- 文档片段

思路：

把每个询问转变为：有一个区间[s,t]，求一个阈值k,使得a[s+t-k]+s+t-k>=s

#include<bits/stdc++.h>
#define Snoozing_QwQ using
#define AK namespace
#define ABC std;
Snoozing_QwQ AK ABC
#undef Snoozing_QwQ
#undef AK
#undef ABC
#define int long long
#pragma GCC optimize("O1,O2,O3,O4,O5,Og,Os,Ofast,inline,-ffast-math")
#define max(x,y) ((x)>(y)?(x):(y))
#define min(x,y) ((x)<(y)?(x):(y))
#define updg(x,y) (x>(y)?(x = y):x)
#define updl(x,y) (x<(y)?(x = y):x)
const string ansstrbs[] = {"No\n","Yes\n"};
const string ansstrss[] = {"no\n","yes\n"};
const string ansstrbb[] = {"NO\n","YES\n"};
#define lowbit(x) ((x)&(-(x)))
#define fors(i,s,t,step) for(int i = s;i<=t;i+=step)

- 所给信息
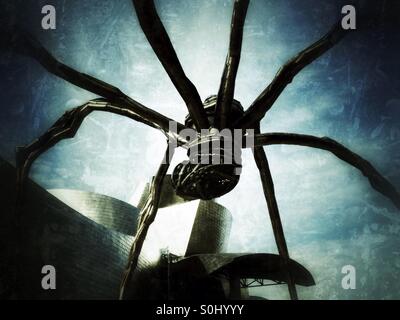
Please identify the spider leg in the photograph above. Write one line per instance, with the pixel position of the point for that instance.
(26, 44)
(377, 181)
(273, 210)
(227, 86)
(66, 127)
(147, 216)
(159, 40)
(285, 75)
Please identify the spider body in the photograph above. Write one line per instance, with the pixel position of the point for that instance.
(214, 164)
(197, 178)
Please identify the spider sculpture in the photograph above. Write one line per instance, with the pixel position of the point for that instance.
(218, 112)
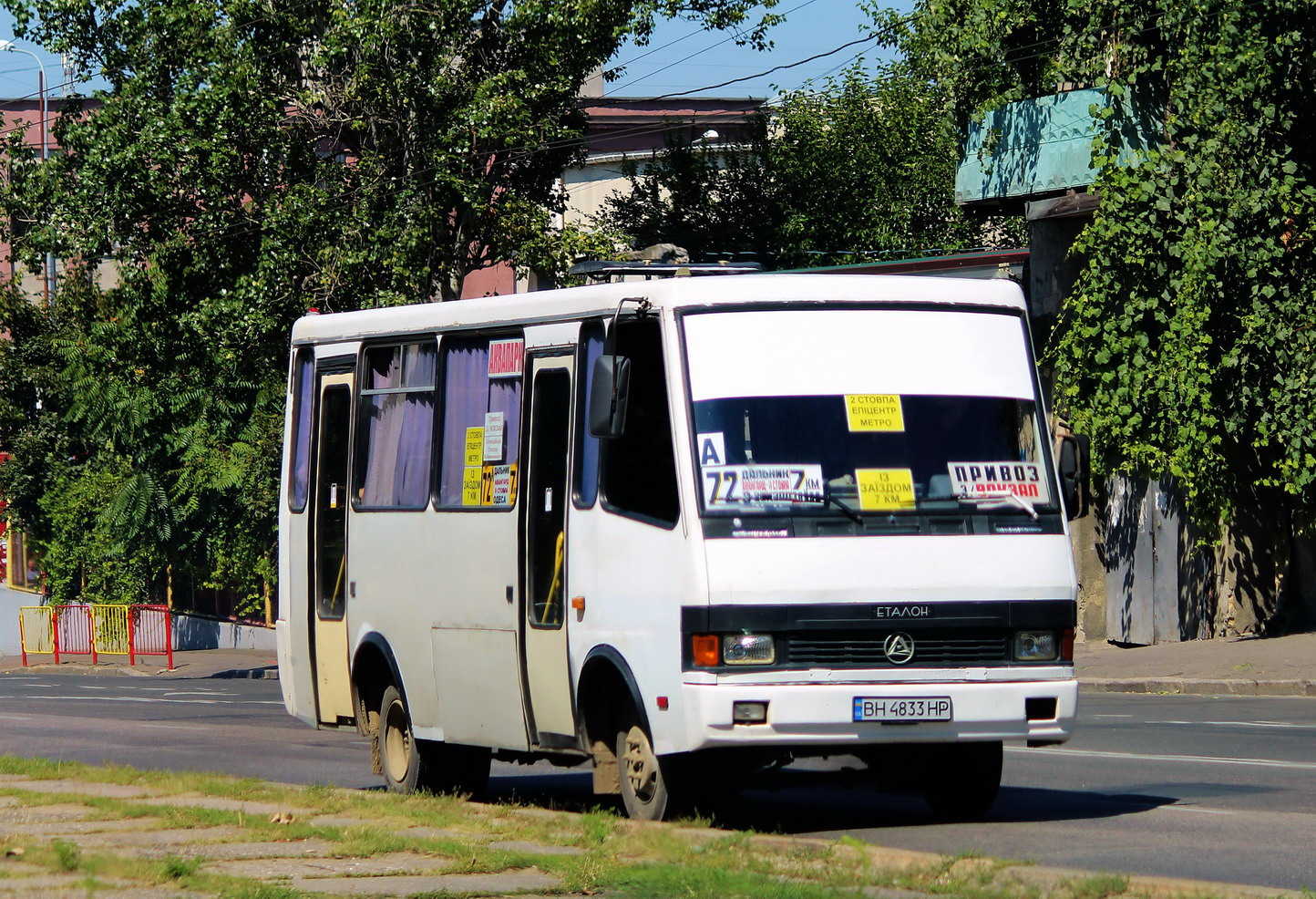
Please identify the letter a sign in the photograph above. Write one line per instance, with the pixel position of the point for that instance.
(712, 450)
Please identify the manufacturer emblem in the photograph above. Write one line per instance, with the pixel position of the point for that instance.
(898, 647)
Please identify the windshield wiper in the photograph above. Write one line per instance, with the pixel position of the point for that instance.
(996, 496)
(800, 496)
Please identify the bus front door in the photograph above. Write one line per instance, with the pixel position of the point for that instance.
(329, 546)
(544, 542)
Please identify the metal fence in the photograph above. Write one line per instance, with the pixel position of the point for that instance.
(97, 631)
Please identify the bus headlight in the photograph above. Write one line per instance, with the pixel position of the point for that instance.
(1036, 646)
(747, 649)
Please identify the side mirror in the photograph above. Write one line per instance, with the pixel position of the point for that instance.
(1074, 465)
(608, 394)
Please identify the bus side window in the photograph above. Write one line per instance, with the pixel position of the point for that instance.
(303, 403)
(640, 468)
(395, 428)
(480, 432)
(587, 445)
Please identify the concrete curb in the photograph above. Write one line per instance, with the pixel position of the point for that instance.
(263, 673)
(1199, 686)
(1041, 877)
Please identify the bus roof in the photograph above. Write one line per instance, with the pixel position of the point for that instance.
(672, 293)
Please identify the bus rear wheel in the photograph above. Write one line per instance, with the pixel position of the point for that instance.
(399, 754)
(961, 780)
(411, 764)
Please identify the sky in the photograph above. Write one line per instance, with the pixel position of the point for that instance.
(678, 58)
(681, 57)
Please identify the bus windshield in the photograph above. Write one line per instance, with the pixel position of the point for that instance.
(838, 426)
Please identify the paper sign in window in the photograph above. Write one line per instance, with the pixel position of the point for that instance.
(471, 484)
(1024, 480)
(498, 484)
(506, 358)
(874, 412)
(762, 484)
(885, 489)
(474, 447)
(494, 430)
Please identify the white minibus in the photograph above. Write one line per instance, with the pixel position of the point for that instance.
(681, 531)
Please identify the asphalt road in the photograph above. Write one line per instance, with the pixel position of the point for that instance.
(1182, 786)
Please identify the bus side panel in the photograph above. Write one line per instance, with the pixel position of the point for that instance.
(634, 578)
(291, 626)
(435, 586)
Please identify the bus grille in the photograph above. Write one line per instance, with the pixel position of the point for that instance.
(849, 647)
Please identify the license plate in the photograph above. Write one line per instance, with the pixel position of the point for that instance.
(901, 708)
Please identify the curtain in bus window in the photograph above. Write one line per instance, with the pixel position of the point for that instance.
(587, 453)
(468, 395)
(303, 404)
(399, 424)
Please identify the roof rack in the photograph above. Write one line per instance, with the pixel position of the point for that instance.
(604, 272)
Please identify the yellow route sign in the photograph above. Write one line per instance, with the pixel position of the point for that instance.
(874, 412)
(885, 489)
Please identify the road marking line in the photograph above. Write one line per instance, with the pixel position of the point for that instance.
(1244, 724)
(180, 702)
(1147, 757)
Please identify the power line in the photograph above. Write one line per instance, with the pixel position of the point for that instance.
(565, 144)
(712, 46)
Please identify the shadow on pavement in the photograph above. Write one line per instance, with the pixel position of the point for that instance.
(806, 801)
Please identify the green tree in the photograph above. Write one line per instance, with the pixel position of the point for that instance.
(1190, 343)
(859, 169)
(249, 160)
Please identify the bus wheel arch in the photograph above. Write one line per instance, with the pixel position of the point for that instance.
(373, 671)
(607, 697)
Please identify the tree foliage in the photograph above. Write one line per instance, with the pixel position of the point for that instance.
(857, 170)
(1190, 343)
(249, 160)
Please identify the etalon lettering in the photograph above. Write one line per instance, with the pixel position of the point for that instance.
(901, 611)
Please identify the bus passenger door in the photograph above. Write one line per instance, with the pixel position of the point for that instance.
(329, 546)
(544, 540)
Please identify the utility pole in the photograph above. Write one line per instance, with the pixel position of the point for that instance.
(8, 46)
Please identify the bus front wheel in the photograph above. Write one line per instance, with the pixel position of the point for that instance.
(643, 786)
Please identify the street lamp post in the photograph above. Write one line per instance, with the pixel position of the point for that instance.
(9, 46)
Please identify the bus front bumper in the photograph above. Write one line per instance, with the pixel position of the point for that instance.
(815, 715)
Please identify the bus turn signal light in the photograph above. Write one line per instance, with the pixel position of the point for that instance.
(705, 649)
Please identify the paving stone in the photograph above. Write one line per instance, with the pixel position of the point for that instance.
(171, 837)
(387, 863)
(892, 893)
(33, 813)
(438, 833)
(241, 851)
(86, 789)
(50, 884)
(500, 884)
(340, 821)
(222, 804)
(536, 848)
(61, 828)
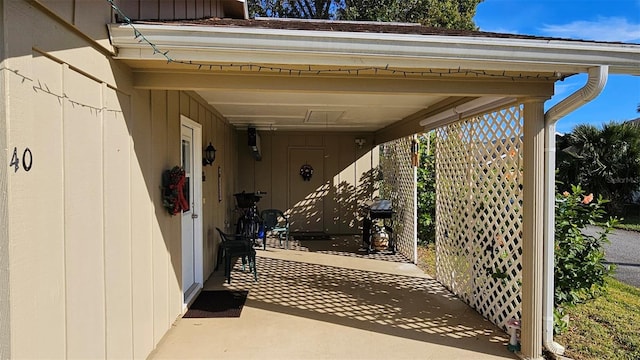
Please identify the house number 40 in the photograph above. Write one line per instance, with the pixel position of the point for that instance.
(27, 160)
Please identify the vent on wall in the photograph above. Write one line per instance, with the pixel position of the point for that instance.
(254, 143)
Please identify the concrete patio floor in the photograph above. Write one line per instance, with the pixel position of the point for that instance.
(313, 305)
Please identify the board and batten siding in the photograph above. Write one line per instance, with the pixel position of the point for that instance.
(94, 260)
(347, 170)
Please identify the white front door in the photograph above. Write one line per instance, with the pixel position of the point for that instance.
(191, 217)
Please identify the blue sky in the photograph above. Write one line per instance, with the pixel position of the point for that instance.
(605, 20)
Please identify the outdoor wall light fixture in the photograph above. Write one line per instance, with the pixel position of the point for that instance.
(209, 155)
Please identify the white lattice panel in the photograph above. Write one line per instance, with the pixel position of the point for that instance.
(479, 212)
(399, 186)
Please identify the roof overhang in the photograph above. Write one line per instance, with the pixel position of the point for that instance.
(376, 81)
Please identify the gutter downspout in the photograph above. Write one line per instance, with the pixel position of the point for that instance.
(594, 86)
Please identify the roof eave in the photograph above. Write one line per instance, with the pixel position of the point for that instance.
(333, 48)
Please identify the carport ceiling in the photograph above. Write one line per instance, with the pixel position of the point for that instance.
(305, 75)
(287, 110)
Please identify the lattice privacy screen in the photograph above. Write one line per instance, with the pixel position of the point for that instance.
(399, 185)
(479, 212)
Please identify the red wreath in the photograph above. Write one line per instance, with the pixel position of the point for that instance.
(174, 181)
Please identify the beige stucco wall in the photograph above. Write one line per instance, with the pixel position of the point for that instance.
(94, 260)
(346, 171)
(5, 335)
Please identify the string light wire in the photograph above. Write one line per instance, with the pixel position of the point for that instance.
(317, 71)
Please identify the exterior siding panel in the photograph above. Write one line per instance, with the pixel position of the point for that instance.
(95, 257)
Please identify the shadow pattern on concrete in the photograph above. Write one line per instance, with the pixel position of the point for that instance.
(417, 308)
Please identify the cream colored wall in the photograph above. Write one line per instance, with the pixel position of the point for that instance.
(347, 169)
(95, 260)
(5, 319)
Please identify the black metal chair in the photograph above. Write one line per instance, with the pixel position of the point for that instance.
(277, 223)
(233, 246)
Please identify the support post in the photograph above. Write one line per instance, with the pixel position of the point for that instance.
(533, 228)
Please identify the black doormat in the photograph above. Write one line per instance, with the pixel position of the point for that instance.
(311, 236)
(219, 303)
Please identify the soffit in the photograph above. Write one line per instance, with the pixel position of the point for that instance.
(292, 79)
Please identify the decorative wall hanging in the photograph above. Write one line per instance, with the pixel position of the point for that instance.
(306, 171)
(173, 184)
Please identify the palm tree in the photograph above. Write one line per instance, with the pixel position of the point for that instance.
(603, 161)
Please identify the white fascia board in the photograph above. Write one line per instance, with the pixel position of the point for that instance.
(333, 48)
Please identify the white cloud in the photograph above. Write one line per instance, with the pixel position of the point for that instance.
(603, 29)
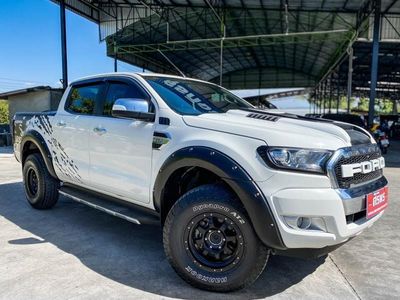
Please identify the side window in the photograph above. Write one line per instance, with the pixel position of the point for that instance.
(118, 90)
(82, 99)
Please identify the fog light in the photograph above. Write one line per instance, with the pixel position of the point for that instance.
(306, 223)
(303, 223)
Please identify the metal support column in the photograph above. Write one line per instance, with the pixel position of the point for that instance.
(324, 97)
(63, 45)
(375, 61)
(349, 78)
(338, 94)
(115, 41)
(330, 93)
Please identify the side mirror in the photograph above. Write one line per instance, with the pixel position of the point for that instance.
(132, 108)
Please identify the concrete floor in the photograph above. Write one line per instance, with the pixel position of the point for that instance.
(73, 251)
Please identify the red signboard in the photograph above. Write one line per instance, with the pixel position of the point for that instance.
(377, 201)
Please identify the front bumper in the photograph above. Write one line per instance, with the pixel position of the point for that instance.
(339, 211)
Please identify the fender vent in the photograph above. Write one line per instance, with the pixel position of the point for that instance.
(265, 117)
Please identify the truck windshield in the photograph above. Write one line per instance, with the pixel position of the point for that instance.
(189, 97)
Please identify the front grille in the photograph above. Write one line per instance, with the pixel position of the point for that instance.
(352, 156)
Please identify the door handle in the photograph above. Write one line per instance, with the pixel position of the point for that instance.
(61, 124)
(99, 130)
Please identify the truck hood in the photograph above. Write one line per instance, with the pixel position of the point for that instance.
(282, 129)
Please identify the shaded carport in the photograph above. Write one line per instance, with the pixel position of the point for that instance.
(243, 44)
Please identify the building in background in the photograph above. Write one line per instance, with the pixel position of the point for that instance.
(34, 99)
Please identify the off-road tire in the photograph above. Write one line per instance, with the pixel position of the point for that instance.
(202, 201)
(45, 195)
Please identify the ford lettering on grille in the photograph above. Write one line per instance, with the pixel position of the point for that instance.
(364, 167)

- 你的目标
将这段题解从“const string ansstrbs[]”起、一直到“i = s;i<=t;i+=step)”为止的部分重新写出，其中的“lowbit”一律换成“low_bit”。 完成本练习用不到上述数据行。

- 练习答案
const string ansstrbs[] = {"No\n","Yes\n"};
const string ansstrss[] = {"no\n","yes\n"};
const string ansstrbb[] = {"NO\n","YES\n"};
#define low_bit(x) ((x)&(-(x)))
#define fors(i,s,t,step) for(int i = s;i<=t;i+=step)